» What is expected
Rewrite the lines of the items below as a numbered list, skipping blank lines and leaving out the pictures.

» Working data
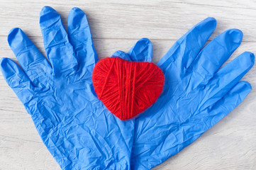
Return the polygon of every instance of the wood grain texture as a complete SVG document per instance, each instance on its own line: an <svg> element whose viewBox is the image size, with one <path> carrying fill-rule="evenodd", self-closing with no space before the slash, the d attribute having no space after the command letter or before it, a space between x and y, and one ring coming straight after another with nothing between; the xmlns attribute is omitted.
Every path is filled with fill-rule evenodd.
<svg viewBox="0 0 256 170"><path fill-rule="evenodd" d="M87 15L100 58L118 50L127 51L140 38L153 44L157 62L179 37L208 16L218 21L210 38L229 28L243 31L244 51L256 52L256 1L38 1L0 0L0 57L15 60L8 32L21 28L45 55L39 12L51 6L65 25L69 11L81 8ZM195 142L153 169L256 169L256 67L243 80L252 91L228 115ZM60 169L41 142L23 105L0 74L0 169Z"/></svg>

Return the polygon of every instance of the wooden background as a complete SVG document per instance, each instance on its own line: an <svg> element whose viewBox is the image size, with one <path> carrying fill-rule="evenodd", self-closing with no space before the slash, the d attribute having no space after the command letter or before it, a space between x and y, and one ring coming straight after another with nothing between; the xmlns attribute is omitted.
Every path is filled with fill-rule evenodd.
<svg viewBox="0 0 256 170"><path fill-rule="evenodd" d="M51 6L65 25L69 11L81 8L91 26L101 58L127 51L146 37L153 44L153 62L191 27L208 16L218 24L210 40L229 28L243 31L244 51L256 52L256 1L0 0L0 57L15 57L7 43L13 27L21 28L45 54L39 12ZM229 60L230 61L230 60ZM154 169L256 169L256 67L245 75L252 91L228 116L199 140ZM0 169L60 169L38 135L29 115L0 73Z"/></svg>

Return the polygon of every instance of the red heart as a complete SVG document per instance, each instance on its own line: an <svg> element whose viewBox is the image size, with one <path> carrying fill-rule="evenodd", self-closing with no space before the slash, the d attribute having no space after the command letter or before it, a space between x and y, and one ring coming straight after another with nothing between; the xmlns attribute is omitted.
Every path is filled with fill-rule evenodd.
<svg viewBox="0 0 256 170"><path fill-rule="evenodd" d="M143 112L157 101L165 76L152 62L108 57L96 64L92 81L98 98L113 114L124 120Z"/></svg>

» Task output
1. Return the polygon of every instance of the wood grain texture as a complete SVG document per instance, each instance on its own line: an <svg> element whose viewBox is the image size, with one <path> carrying fill-rule="evenodd", self-closing with no space before the slash, the d attribute having no space after the command letter or before it, a space between x and y, and one ring coming straight after another with nothing between; the xmlns attribute is omitted.
2. Every path is filled with fill-rule evenodd.
3. <svg viewBox="0 0 256 170"><path fill-rule="evenodd" d="M87 15L100 58L118 50L127 51L140 38L153 44L157 62L179 37L208 16L218 21L210 38L229 28L243 31L244 51L256 52L256 1L38 1L0 0L0 57L15 60L8 32L21 28L45 55L39 12L51 6L65 25L69 11L81 8ZM195 142L153 169L256 169L256 67L243 80L252 91L228 115ZM60 169L41 142L23 105L0 74L0 169Z"/></svg>
4. Return the polygon of every instance of the wooden background as a complete SVG document per instance, each instance on its own line: an <svg> element whose viewBox is the image size, with one <path> carrying fill-rule="evenodd", self-closing with no space before the slash, the d attribute having no space after the command letter or before it, a space between x and y, and one ring coming straight after another with nothing between; the xmlns attribute is omitted.
5. Every path is filled with fill-rule evenodd.
6. <svg viewBox="0 0 256 170"><path fill-rule="evenodd" d="M51 6L65 25L69 11L81 8L91 26L101 58L127 51L146 37L153 44L153 62L191 27L208 16L218 24L210 40L229 28L243 31L244 51L256 52L256 1L0 0L0 57L15 57L7 43L13 27L21 28L45 54L39 12ZM229 60L230 61L230 60ZM154 169L256 169L256 67L245 75L252 91L228 116L199 140ZM0 169L60 169L38 135L29 115L0 73Z"/></svg>
7. Return the polygon of every instance of the red heart as a complete SVG document per instance, each instance on its own line: an <svg> element whose viewBox is the image size, with one <path> carrying fill-rule="evenodd", self-closing with no space before the slash, the d attribute having no space after the command letter or before it, a space between x and y, and one ring coming straight after another with nothing between; the xmlns attribute is omitted.
8. Every path is filled with fill-rule evenodd.
9. <svg viewBox="0 0 256 170"><path fill-rule="evenodd" d="M143 112L157 101L165 76L152 62L108 57L96 64L92 81L98 98L113 114L124 120Z"/></svg>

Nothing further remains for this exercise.